- _Material supplied_:
►

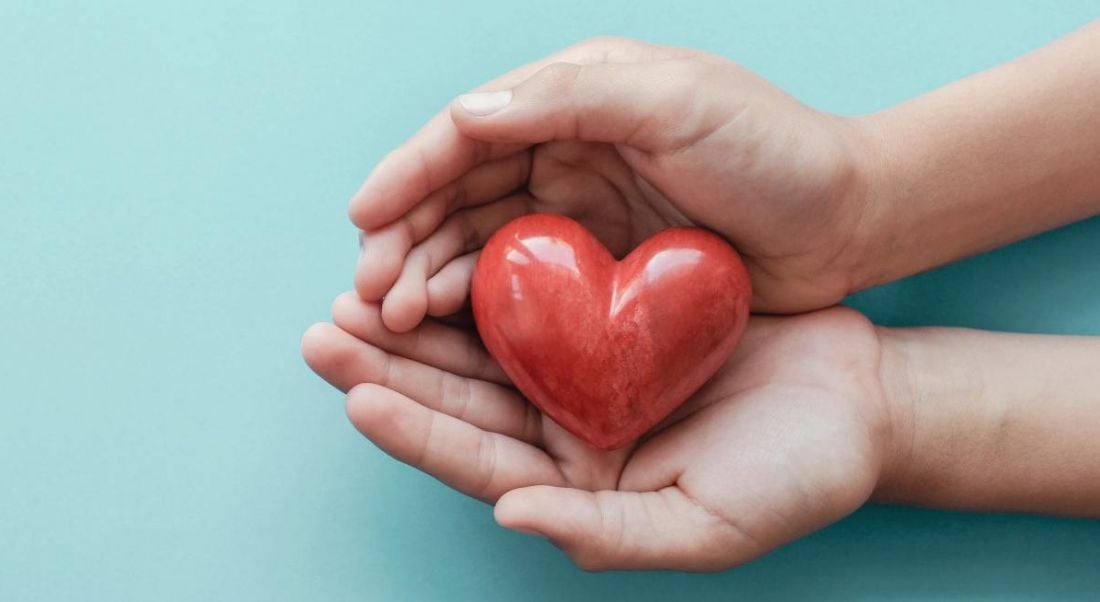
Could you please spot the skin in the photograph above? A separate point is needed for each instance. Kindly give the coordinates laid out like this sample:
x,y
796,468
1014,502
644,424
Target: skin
x,y
788,424
814,414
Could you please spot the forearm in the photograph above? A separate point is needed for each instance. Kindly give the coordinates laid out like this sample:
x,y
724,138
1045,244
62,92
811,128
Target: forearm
x,y
992,159
989,420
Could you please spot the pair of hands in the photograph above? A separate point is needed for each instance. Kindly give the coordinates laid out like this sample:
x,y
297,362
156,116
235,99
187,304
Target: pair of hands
x,y
793,431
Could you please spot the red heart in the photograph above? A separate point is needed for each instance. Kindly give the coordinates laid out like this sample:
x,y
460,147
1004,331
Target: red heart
x,y
607,349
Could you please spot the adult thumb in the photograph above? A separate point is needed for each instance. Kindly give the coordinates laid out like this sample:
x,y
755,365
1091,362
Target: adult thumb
x,y
649,106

◄

- _What to produce_:
I'd like the material duplicated exactly, without its pictures.

- _Your solution_:
Could you please spot the skin in the photograph above? A separate point is needed for each instance. Kindly give the coordinates laid out like this sample:
x,y
796,468
1014,502
644,424
Target: skin
x,y
788,424
814,414
Could you please spot the forearm in the photograph above? A separate point is needed for each instance. Kindly give the coordinates laid out like this sample:
x,y
724,138
1045,244
62,92
811,128
Target: forearm
x,y
992,159
989,420
Could you please spot the pair of hands in the photograph above? A separate point is needed for each instance. Kindly give the coordinates laid out like this sample:
x,y
297,362
156,116
235,99
187,304
Target: pair of hands
x,y
793,431
Could you please spot the red heart in the photograph above? A separate point is needed for each instance. Kindly give the coordinates laid out like this sample:
x,y
460,147
1004,331
Target: red heart
x,y
607,349
Could you please spot the adult thumb in the photograph above? A separate point is needed for each instance. Kindly give the coordinates laid out like this sample:
x,y
755,365
1091,362
Target: adult thumb
x,y
649,106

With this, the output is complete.